● TASK PROMPT: Your task is to transcribe the entries below exactly, beginning with the line containing "of the skin." and ending with the final line, and to add nothing else.

-- START SUPPLIED ENTRIES --

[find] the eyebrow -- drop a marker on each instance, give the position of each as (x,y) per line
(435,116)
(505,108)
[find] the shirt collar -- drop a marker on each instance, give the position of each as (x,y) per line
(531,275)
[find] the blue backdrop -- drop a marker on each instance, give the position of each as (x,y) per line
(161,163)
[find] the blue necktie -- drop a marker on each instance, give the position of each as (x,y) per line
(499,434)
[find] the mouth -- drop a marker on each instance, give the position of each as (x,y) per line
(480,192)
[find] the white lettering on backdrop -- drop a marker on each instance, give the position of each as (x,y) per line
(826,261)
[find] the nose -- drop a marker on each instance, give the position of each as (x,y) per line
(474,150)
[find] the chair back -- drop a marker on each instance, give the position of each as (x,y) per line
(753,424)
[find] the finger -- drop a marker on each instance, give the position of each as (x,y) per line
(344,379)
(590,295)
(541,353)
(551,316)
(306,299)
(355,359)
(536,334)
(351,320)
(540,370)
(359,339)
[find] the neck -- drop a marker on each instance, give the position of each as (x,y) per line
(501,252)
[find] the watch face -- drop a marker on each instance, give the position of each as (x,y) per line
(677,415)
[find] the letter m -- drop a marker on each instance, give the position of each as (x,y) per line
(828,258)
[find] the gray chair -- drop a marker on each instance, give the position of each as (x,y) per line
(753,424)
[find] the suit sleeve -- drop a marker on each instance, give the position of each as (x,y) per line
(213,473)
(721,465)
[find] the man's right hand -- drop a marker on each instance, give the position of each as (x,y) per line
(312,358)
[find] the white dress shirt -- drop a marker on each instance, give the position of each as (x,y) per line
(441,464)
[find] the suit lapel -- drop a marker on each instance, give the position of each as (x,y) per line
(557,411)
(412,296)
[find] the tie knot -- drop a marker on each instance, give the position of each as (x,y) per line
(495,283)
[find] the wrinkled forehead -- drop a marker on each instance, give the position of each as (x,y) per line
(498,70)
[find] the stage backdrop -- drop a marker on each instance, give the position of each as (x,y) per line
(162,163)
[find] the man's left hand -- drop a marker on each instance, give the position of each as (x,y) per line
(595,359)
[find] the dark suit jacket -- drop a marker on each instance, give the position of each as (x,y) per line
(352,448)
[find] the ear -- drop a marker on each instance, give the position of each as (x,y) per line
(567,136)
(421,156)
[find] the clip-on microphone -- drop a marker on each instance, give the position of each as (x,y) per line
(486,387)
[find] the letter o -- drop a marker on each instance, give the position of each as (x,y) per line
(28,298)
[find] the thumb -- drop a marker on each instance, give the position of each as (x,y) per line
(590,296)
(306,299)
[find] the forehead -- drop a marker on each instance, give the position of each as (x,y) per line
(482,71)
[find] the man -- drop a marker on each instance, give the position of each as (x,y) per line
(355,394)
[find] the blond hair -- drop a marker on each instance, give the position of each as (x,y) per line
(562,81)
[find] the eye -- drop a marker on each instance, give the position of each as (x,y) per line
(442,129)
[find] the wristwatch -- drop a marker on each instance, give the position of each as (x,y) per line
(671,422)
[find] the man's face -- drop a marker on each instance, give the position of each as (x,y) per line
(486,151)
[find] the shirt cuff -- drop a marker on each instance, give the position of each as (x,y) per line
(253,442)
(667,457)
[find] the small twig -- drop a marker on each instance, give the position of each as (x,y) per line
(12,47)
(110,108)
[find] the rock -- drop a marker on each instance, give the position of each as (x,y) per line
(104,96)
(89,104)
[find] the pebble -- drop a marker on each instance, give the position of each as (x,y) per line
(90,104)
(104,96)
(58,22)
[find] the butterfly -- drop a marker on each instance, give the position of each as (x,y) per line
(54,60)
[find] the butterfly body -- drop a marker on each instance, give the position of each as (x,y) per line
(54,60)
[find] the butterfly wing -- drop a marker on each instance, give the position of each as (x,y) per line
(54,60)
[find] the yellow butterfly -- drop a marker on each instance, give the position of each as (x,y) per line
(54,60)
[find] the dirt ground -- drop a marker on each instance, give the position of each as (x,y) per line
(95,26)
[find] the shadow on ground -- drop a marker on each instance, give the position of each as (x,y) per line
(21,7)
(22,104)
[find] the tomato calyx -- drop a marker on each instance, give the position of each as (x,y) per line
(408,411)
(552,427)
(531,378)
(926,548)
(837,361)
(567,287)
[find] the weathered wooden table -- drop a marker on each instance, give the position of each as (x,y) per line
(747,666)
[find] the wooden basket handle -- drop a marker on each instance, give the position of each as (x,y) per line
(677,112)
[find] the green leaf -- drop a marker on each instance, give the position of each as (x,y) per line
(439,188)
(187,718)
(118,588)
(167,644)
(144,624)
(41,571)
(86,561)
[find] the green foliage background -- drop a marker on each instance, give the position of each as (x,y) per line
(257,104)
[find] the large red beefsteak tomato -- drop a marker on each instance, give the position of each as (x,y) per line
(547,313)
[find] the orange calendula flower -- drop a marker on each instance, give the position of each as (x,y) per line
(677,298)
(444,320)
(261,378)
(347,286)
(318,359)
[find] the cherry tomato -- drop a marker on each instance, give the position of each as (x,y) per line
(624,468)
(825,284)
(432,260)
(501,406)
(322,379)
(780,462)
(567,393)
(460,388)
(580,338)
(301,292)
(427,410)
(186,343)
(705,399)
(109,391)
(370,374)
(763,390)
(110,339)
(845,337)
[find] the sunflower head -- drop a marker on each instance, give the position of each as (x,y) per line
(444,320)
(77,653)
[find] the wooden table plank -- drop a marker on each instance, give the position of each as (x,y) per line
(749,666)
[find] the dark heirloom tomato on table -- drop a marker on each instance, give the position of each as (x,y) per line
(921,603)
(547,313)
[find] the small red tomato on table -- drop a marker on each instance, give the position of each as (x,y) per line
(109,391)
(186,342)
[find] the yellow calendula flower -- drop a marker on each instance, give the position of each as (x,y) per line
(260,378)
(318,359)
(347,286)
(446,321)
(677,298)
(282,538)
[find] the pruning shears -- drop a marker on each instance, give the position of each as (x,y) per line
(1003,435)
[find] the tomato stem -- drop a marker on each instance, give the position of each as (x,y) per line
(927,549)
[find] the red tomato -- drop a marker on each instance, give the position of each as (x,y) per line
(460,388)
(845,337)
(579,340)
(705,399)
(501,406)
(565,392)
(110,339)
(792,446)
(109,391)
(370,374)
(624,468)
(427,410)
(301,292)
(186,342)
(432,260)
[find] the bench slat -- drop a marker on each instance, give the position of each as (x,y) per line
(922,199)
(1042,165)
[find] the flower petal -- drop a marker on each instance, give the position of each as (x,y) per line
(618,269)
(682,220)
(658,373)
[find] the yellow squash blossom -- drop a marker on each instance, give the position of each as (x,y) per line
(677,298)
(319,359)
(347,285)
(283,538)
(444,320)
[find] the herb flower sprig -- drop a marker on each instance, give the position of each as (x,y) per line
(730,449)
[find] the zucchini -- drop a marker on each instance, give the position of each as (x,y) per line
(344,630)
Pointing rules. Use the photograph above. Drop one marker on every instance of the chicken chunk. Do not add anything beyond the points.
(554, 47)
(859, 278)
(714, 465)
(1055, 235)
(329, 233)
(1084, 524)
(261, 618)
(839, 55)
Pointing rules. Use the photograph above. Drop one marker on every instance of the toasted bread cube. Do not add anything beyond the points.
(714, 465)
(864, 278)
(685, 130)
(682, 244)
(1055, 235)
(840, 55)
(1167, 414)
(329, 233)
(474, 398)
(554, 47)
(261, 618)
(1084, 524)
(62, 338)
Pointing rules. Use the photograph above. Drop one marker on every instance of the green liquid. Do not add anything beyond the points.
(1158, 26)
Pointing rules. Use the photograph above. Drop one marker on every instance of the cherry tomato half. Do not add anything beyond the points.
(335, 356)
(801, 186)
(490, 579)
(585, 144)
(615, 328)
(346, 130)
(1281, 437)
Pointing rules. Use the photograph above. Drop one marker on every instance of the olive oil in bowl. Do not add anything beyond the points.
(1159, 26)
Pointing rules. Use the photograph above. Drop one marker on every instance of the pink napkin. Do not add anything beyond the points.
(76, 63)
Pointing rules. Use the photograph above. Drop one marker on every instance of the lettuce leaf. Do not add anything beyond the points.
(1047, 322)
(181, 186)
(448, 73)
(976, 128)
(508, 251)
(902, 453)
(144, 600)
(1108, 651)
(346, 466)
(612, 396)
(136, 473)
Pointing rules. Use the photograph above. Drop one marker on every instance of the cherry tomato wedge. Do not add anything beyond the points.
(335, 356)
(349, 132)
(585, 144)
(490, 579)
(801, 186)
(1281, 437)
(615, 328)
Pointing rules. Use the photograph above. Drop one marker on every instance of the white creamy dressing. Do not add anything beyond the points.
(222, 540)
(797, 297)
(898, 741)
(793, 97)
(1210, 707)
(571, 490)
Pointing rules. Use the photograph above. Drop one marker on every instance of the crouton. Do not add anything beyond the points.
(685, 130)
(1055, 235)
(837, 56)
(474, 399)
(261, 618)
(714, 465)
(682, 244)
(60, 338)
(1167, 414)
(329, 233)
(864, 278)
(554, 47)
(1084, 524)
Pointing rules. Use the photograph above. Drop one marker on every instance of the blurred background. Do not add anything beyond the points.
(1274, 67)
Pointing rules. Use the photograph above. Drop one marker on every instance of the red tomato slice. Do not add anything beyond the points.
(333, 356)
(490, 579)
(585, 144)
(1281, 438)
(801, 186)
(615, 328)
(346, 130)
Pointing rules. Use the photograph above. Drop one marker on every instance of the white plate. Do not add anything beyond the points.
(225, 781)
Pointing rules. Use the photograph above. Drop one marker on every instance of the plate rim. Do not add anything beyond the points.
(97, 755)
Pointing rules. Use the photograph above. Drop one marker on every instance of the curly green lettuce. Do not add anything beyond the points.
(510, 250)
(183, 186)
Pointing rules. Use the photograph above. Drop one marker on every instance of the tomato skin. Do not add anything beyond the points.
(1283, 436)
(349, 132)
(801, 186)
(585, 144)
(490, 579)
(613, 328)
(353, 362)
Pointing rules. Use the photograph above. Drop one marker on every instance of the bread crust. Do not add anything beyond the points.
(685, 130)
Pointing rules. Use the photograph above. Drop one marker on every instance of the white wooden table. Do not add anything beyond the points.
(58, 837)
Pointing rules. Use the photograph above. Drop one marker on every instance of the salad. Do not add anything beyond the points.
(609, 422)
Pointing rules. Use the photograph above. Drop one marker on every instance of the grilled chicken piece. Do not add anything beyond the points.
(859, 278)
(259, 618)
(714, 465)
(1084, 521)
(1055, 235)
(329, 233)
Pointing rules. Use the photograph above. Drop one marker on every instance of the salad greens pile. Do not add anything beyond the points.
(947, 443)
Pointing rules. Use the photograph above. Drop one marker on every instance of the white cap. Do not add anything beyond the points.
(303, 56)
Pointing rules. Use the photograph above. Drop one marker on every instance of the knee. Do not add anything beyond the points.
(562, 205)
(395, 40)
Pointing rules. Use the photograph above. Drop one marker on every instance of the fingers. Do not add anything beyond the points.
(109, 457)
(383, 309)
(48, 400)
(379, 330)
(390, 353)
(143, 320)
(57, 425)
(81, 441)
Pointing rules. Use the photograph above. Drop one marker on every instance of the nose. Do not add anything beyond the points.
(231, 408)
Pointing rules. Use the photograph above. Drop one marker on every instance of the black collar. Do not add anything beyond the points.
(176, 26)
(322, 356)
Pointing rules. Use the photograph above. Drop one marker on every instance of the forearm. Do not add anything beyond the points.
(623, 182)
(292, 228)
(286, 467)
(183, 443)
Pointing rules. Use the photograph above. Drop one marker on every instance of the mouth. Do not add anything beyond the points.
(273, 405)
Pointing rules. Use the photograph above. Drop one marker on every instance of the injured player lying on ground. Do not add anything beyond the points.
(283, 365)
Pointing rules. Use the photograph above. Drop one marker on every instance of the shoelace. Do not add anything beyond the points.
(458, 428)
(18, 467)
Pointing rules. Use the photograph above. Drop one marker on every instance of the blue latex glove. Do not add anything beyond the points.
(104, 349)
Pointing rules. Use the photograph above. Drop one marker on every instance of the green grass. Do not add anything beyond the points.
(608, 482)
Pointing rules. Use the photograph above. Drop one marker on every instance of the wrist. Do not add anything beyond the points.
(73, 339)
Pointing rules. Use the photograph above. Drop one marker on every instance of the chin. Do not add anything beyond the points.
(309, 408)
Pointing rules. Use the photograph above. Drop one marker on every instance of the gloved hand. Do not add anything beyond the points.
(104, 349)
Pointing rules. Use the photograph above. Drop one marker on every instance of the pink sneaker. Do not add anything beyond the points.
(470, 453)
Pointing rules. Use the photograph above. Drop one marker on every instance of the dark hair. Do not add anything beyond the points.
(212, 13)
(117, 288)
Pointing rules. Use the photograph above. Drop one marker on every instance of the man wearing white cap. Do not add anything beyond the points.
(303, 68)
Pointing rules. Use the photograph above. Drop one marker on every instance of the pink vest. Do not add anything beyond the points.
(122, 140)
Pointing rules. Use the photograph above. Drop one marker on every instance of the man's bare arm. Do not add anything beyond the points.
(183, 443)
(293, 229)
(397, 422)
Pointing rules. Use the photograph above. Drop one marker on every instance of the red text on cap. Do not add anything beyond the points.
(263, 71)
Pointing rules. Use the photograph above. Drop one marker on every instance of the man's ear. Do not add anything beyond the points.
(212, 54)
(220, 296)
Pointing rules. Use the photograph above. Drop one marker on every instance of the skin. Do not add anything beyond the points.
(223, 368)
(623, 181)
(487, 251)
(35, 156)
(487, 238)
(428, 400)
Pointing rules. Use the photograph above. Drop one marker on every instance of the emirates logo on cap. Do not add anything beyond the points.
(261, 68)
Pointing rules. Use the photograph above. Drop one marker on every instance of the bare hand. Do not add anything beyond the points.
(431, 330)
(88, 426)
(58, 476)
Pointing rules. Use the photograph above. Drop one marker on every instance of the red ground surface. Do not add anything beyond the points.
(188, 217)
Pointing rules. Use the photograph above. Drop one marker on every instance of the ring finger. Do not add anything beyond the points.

-- END SUPPLIED ENTRIES --

● SOLVED EXERCISE:
Pointing rules. Use the photograph above. Drop one marker on every instance of the skin. Do not add anything beyond the points.
(223, 368)
(623, 181)
(487, 251)
(35, 156)
(487, 238)
(428, 400)
Pointing rules. Use the photograph above. Drop one marker on every instance of the emirates logo on cap. Do not add anything beyond the points.
(261, 68)
Pointing rules. Use the photograph above. Drop one marker on every instance of the bare hand. Do not add anything beyond the points.
(431, 330)
(88, 426)
(58, 476)
Pointing rules. Use the photograph above. Drop one marker on every instance of the red ground surface. Do not add anything beyond the points.
(188, 217)
Pointing rules. Use the photograph above. Drop one marker on every instance of the ring finger. Do not add anything beyond the points.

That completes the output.